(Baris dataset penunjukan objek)
◇ ◇ ◇ ◇

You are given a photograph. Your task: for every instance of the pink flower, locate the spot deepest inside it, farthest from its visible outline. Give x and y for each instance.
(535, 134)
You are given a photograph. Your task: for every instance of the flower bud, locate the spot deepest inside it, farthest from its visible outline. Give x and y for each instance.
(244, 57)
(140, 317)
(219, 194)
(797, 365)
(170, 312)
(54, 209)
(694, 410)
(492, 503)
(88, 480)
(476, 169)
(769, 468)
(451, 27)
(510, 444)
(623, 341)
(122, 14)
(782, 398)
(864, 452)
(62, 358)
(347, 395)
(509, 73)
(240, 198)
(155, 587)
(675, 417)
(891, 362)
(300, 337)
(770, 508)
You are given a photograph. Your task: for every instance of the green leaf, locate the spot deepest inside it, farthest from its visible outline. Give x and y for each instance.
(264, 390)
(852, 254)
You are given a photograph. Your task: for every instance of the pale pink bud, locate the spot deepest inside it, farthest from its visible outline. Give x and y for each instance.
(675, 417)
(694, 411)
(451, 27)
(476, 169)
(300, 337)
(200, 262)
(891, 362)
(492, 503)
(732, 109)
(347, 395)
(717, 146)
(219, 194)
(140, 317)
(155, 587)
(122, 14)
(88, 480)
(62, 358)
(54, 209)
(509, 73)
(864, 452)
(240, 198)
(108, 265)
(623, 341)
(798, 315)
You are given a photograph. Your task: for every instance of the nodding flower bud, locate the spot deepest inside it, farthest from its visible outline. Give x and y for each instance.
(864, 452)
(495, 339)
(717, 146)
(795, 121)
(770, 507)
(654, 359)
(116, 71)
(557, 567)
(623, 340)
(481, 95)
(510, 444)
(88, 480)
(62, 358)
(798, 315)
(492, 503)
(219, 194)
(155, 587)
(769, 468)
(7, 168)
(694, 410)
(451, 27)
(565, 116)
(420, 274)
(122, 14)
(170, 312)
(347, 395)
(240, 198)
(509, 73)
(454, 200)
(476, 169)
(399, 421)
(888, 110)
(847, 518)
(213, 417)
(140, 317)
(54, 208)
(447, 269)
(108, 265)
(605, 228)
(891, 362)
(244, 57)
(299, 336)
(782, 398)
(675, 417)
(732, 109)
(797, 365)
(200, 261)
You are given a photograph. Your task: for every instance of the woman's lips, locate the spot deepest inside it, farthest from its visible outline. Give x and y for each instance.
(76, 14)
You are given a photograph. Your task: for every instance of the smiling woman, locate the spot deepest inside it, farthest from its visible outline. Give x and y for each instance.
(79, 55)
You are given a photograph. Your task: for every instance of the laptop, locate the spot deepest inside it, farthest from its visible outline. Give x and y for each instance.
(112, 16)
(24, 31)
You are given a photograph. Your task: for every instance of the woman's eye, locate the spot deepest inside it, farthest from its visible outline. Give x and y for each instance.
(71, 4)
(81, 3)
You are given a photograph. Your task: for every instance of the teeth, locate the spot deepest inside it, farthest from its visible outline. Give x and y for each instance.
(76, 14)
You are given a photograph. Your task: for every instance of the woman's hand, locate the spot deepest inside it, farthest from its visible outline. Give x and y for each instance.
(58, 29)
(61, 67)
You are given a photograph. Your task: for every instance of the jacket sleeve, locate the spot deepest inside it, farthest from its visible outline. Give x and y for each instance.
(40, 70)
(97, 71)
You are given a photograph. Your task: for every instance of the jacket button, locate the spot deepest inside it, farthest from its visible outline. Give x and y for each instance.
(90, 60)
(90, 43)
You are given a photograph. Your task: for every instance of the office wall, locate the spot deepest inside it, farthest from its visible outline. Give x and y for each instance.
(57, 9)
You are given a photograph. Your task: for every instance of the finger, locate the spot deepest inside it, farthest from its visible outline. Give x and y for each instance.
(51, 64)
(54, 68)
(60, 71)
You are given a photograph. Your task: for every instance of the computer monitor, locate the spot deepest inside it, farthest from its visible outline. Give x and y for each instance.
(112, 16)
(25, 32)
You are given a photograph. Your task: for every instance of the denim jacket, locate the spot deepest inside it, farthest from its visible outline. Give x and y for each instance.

◇ ◇ ◇ ◇

» Tujuan
Ganti setiap "visible outline" dengan "visible boundary" di semua catatan di atas, lalu tulis ulang baris-barisnya tanpa perubahan lain.

» Hasil Tugas Ini
You are given a photograph. Your task: for every instance of the pink flower, locate the spot deepest inside it, farthest from its visible boundary. Give x and y for each instance.
(535, 134)
You are given a photograph. Your task: for every instance of the flower bud, locate the spot deepest inside it, farthest from its visible boundary. Give x and y for each instance.
(244, 57)
(140, 317)
(219, 194)
(797, 365)
(170, 312)
(54, 209)
(694, 410)
(492, 503)
(88, 480)
(476, 169)
(769, 468)
(451, 27)
(510, 444)
(623, 341)
(122, 14)
(782, 398)
(864, 452)
(62, 358)
(347, 395)
(509, 73)
(240, 198)
(155, 587)
(675, 417)
(891, 362)
(300, 337)
(770, 508)
You are given a photograph. Your task: for every instance of the green leaf, locate the spot deepest inside it, farthest from its visible boundary. Give x and y for each instance.
(264, 390)
(852, 254)
You are given a photograph. Your task: for every instance of the pale pink bud, locate the spot deepest inside it, farthest from its visible boundary. Give x and y for each instance.
(675, 417)
(694, 411)
(451, 27)
(476, 169)
(300, 337)
(200, 262)
(891, 362)
(492, 503)
(732, 109)
(347, 395)
(717, 146)
(219, 194)
(140, 317)
(155, 587)
(122, 14)
(88, 480)
(62, 358)
(54, 209)
(509, 73)
(864, 452)
(240, 198)
(108, 265)
(623, 341)
(798, 315)
You are given a photograph. Your task: for every instance of the nodding flower bud, locate the spot deepest inside it, farthest from its visible boundary. Give x and y for each instance.
(864, 452)
(495, 339)
(717, 146)
(795, 121)
(770, 507)
(654, 359)
(116, 71)
(557, 567)
(623, 340)
(481, 95)
(510, 444)
(88, 480)
(62, 358)
(798, 315)
(492, 503)
(219, 194)
(155, 587)
(769, 468)
(7, 168)
(694, 410)
(451, 27)
(565, 116)
(420, 274)
(122, 14)
(170, 312)
(347, 395)
(240, 198)
(509, 73)
(454, 200)
(476, 169)
(399, 421)
(888, 110)
(847, 518)
(213, 417)
(140, 317)
(54, 208)
(447, 269)
(108, 265)
(605, 228)
(891, 362)
(244, 57)
(299, 336)
(782, 398)
(675, 417)
(732, 109)
(797, 365)
(200, 261)
You are given a photograph. Your task: for every instance of the woman's lips, locate the spot deepest inside it, farthest from its visible boundary. Give x and y for each instance.
(76, 14)
You are given a photograph. Your task: for every instance of the smiling woman, locate the spot deepest inside it, farthest from its visible boundary. Give x and y for each instance.
(79, 55)
You are given a photograph. Your task: for every instance of the laptop, locate the spot deepest inside it, farthest from its visible boundary. Give x and y for each instance.
(112, 16)
(24, 31)
You are given a photograph. Your task: for every instance of the woman's eye, locate the spot deepest inside it, farthest from its visible boundary. Give x and y for each instance.
(71, 4)
(81, 3)
You are given a photograph. Your task: for every instance of the teeth, locate the spot deepest inside it, farthest from its visible boundary. Give x and y for each instance.
(76, 14)
You are given a photograph. Your task: for every instance of the woman's hand, locate the spot deepest inside it, farthest from its visible boundary. Give x and y for each instance.
(58, 29)
(61, 67)
You are given a photograph. Your task: for every instance of the jacket sleeve, locate the spot deepest inside it, farthest from its visible boundary. Give x and y for each instance.
(40, 70)
(97, 71)
You are given a photograph. Your task: for every instance of the jacket button, locate the spot deepest inside it, farthest from its visible boundary. Give x and y for each instance.
(90, 60)
(90, 43)
You are given a photograph. Your task: for every instance of the office wall, locate the spot deepest inside it, farthest from its visible boundary. Give x and y for each instance.
(57, 9)
You are given a photograph. Your task: for every instance of the finger, locate the spot deepest inside it, farthest from its visible boundary. Give x and y for each instance.
(51, 64)
(54, 68)
(60, 71)
You are given a photograph. Your task: for every instance of the computer monitor, locate the spot deepest inside it, farthest from its visible boundary. Give x and y for each instance.
(112, 16)
(25, 32)
You are given a photograph. Your task: for every instance of the denim jacket, locate the spot deepest inside it, farthest from its visible boundary. Give x and y for each instance.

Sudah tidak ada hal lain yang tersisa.